Pointing dataset records
------------
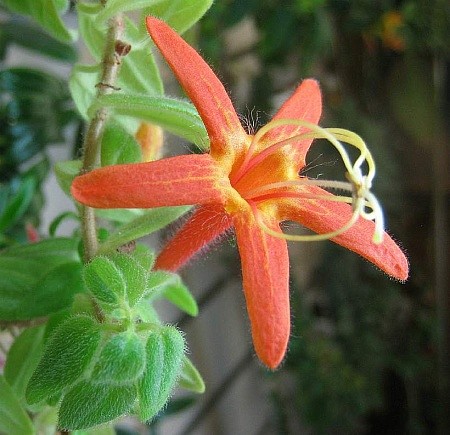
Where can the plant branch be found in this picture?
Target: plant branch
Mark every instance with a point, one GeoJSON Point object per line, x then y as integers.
{"type": "Point", "coordinates": [114, 51]}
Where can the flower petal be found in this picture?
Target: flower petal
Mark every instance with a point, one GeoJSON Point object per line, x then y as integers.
{"type": "Point", "coordinates": [323, 216]}
{"type": "Point", "coordinates": [202, 86]}
{"type": "Point", "coordinates": [203, 227]}
{"type": "Point", "coordinates": [265, 270]}
{"type": "Point", "coordinates": [304, 104]}
{"type": "Point", "coordinates": [180, 180]}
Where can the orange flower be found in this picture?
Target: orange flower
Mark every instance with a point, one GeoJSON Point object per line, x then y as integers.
{"type": "Point", "coordinates": [251, 184]}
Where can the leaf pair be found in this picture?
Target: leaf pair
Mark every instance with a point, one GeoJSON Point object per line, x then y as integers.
{"type": "Point", "coordinates": [100, 374]}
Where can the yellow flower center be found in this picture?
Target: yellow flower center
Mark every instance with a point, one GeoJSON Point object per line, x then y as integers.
{"type": "Point", "coordinates": [270, 173]}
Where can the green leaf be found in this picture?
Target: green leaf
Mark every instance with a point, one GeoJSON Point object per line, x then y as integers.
{"type": "Point", "coordinates": [114, 7]}
{"type": "Point", "coordinates": [34, 278]}
{"type": "Point", "coordinates": [134, 274]}
{"type": "Point", "coordinates": [23, 357]}
{"type": "Point", "coordinates": [67, 354]}
{"type": "Point", "coordinates": [65, 173]}
{"type": "Point", "coordinates": [13, 418]}
{"type": "Point", "coordinates": [104, 280]}
{"type": "Point", "coordinates": [190, 378]}
{"type": "Point", "coordinates": [87, 404]}
{"type": "Point", "coordinates": [82, 84]}
{"type": "Point", "coordinates": [173, 289]}
{"type": "Point", "coordinates": [121, 361]}
{"type": "Point", "coordinates": [153, 220]}
{"type": "Point", "coordinates": [144, 256]}
{"type": "Point", "coordinates": [177, 116]}
{"type": "Point", "coordinates": [55, 223]}
{"type": "Point", "coordinates": [19, 204]}
{"type": "Point", "coordinates": [102, 430]}
{"type": "Point", "coordinates": [165, 352]}
{"type": "Point", "coordinates": [46, 13]}
{"type": "Point", "coordinates": [119, 146]}
{"type": "Point", "coordinates": [179, 14]}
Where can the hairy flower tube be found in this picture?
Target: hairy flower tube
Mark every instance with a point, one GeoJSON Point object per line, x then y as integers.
{"type": "Point", "coordinates": [251, 183]}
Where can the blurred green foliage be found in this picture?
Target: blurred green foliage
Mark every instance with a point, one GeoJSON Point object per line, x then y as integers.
{"type": "Point", "coordinates": [363, 359]}
{"type": "Point", "coordinates": [35, 109]}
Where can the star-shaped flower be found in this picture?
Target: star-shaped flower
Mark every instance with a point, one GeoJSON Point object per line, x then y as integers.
{"type": "Point", "coordinates": [251, 183]}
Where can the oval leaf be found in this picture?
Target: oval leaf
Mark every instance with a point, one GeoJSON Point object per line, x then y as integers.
{"type": "Point", "coordinates": [66, 356]}
{"type": "Point", "coordinates": [151, 221]}
{"type": "Point", "coordinates": [13, 418]}
{"type": "Point", "coordinates": [190, 378]}
{"type": "Point", "coordinates": [104, 280]}
{"type": "Point", "coordinates": [135, 276]}
{"type": "Point", "coordinates": [87, 404]}
{"type": "Point", "coordinates": [23, 357]}
{"type": "Point", "coordinates": [121, 360]}
{"type": "Point", "coordinates": [119, 146]}
{"type": "Point", "coordinates": [165, 352]}
{"type": "Point", "coordinates": [178, 117]}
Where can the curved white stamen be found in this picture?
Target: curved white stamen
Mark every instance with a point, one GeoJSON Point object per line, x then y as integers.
{"type": "Point", "coordinates": [358, 183]}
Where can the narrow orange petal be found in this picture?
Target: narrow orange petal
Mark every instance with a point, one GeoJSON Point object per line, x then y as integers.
{"type": "Point", "coordinates": [326, 216]}
{"type": "Point", "coordinates": [202, 86]}
{"type": "Point", "coordinates": [203, 227]}
{"type": "Point", "coordinates": [265, 271]}
{"type": "Point", "coordinates": [304, 104]}
{"type": "Point", "coordinates": [180, 180]}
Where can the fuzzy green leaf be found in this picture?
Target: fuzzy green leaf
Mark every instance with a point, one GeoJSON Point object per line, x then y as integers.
{"type": "Point", "coordinates": [190, 378]}
{"type": "Point", "coordinates": [177, 116]}
{"type": "Point", "coordinates": [170, 286]}
{"type": "Point", "coordinates": [144, 256]}
{"type": "Point", "coordinates": [121, 361]}
{"type": "Point", "coordinates": [135, 276]}
{"type": "Point", "coordinates": [179, 14]}
{"type": "Point", "coordinates": [88, 404]}
{"type": "Point", "coordinates": [165, 350]}
{"type": "Point", "coordinates": [119, 146]}
{"type": "Point", "coordinates": [104, 280]}
{"type": "Point", "coordinates": [66, 356]}
{"type": "Point", "coordinates": [13, 418]}
{"type": "Point", "coordinates": [114, 7]}
{"type": "Point", "coordinates": [23, 357]}
{"type": "Point", "coordinates": [151, 221]}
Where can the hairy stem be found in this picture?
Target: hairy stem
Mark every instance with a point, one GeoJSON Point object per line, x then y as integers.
{"type": "Point", "coordinates": [91, 147]}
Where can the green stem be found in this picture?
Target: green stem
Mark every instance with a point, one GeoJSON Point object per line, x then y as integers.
{"type": "Point", "coordinates": [110, 68]}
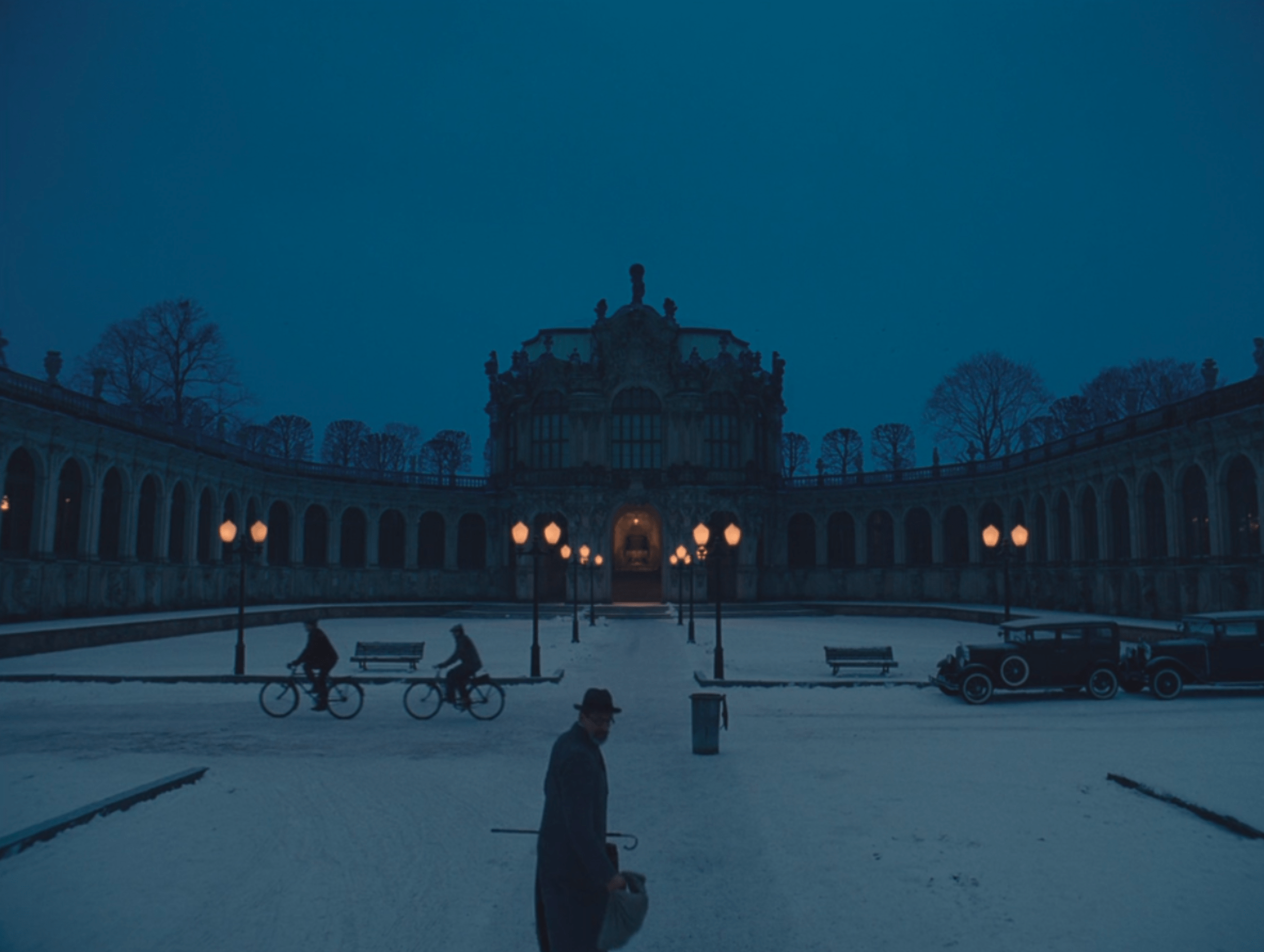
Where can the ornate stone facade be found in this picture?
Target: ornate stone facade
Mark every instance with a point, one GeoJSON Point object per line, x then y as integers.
{"type": "Point", "coordinates": [627, 434]}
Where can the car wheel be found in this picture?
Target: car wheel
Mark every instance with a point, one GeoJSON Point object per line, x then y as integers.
{"type": "Point", "coordinates": [1167, 683]}
{"type": "Point", "coordinates": [976, 688]}
{"type": "Point", "coordinates": [1014, 672]}
{"type": "Point", "coordinates": [1103, 683]}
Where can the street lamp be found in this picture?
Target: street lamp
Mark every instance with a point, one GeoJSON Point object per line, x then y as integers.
{"type": "Point", "coordinates": [991, 539]}
{"type": "Point", "coordinates": [521, 534]}
{"type": "Point", "coordinates": [229, 536]}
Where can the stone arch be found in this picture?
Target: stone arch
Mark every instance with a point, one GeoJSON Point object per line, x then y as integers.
{"type": "Point", "coordinates": [802, 542]}
{"type": "Point", "coordinates": [18, 505]}
{"type": "Point", "coordinates": [841, 540]}
{"type": "Point", "coordinates": [918, 538]}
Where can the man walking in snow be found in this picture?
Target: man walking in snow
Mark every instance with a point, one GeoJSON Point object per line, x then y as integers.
{"type": "Point", "coordinates": [574, 874]}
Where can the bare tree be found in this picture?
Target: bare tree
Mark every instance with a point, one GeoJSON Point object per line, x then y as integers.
{"type": "Point", "coordinates": [342, 443]}
{"type": "Point", "coordinates": [447, 454]}
{"type": "Point", "coordinates": [795, 454]}
{"type": "Point", "coordinates": [986, 401]}
{"type": "Point", "coordinates": [842, 451]}
{"type": "Point", "coordinates": [291, 437]}
{"type": "Point", "coordinates": [892, 447]}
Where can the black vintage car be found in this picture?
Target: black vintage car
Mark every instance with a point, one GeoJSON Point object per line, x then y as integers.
{"type": "Point", "coordinates": [1037, 654]}
{"type": "Point", "coordinates": [1219, 648]}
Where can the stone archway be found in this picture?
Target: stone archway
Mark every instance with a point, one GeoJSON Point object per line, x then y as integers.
{"type": "Point", "coordinates": [636, 556]}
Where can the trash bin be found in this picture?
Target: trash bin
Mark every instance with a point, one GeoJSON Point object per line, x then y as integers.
{"type": "Point", "coordinates": [707, 718]}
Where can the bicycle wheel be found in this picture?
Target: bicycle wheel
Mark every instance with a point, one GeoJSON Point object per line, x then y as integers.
{"type": "Point", "coordinates": [487, 701]}
{"type": "Point", "coordinates": [423, 701]}
{"type": "Point", "coordinates": [279, 698]}
{"type": "Point", "coordinates": [345, 700]}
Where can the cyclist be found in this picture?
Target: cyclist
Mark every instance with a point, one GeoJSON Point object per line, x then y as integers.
{"type": "Point", "coordinates": [459, 678]}
{"type": "Point", "coordinates": [318, 659]}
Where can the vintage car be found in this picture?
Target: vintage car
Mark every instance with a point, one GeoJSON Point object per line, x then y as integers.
{"type": "Point", "coordinates": [1037, 654]}
{"type": "Point", "coordinates": [1219, 648]}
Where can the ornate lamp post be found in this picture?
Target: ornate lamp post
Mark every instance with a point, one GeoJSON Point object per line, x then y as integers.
{"type": "Point", "coordinates": [991, 539]}
{"type": "Point", "coordinates": [229, 536]}
{"type": "Point", "coordinates": [521, 534]}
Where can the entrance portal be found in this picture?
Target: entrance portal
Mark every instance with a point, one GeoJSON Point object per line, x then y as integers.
{"type": "Point", "coordinates": [636, 560]}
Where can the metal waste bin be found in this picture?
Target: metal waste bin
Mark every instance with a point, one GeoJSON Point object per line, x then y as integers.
{"type": "Point", "coordinates": [707, 720]}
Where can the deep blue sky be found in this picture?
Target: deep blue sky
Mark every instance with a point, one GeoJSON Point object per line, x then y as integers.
{"type": "Point", "coordinates": [369, 197]}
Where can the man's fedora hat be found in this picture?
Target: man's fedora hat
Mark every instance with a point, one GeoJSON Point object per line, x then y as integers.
{"type": "Point", "coordinates": [598, 700]}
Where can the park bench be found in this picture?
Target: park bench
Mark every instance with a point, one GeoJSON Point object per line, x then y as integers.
{"type": "Point", "coordinates": [860, 658]}
{"type": "Point", "coordinates": [391, 652]}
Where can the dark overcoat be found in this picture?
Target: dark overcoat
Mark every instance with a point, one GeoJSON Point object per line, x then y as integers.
{"type": "Point", "coordinates": [572, 867]}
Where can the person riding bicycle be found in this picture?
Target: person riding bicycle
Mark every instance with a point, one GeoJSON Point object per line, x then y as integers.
{"type": "Point", "coordinates": [459, 678]}
{"type": "Point", "coordinates": [318, 659]}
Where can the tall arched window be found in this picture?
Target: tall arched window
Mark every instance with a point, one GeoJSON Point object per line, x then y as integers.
{"type": "Point", "coordinates": [17, 516]}
{"type": "Point", "coordinates": [549, 432]}
{"type": "Point", "coordinates": [802, 542]}
{"type": "Point", "coordinates": [1197, 521]}
{"type": "Point", "coordinates": [636, 430]}
{"type": "Point", "coordinates": [723, 439]}
{"type": "Point", "coordinates": [841, 542]}
{"type": "Point", "coordinates": [917, 538]}
{"type": "Point", "coordinates": [1244, 515]}
{"type": "Point", "coordinates": [430, 542]}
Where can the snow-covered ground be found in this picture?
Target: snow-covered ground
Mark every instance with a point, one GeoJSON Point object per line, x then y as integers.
{"type": "Point", "coordinates": [876, 819]}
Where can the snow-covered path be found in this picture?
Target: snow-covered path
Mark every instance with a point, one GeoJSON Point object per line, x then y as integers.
{"type": "Point", "coordinates": [878, 819]}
------------
Output the lines above exactly, from the line containing "Where can the snow-covered ground" through the end of the records, both included.

THE OUTPUT
Where can the snow-covered ground be found in this picture?
Target: snow-covered ground
Mark every instance with a point, one GeoJSON Point object per line, x then y as integers.
{"type": "Point", "coordinates": [876, 819]}
Where can the snow-covered path be found in this picture?
Target: snow-covered path
Mark every instance with a point, one GeoJSON Point object per line, x then y as integers.
{"type": "Point", "coordinates": [878, 819]}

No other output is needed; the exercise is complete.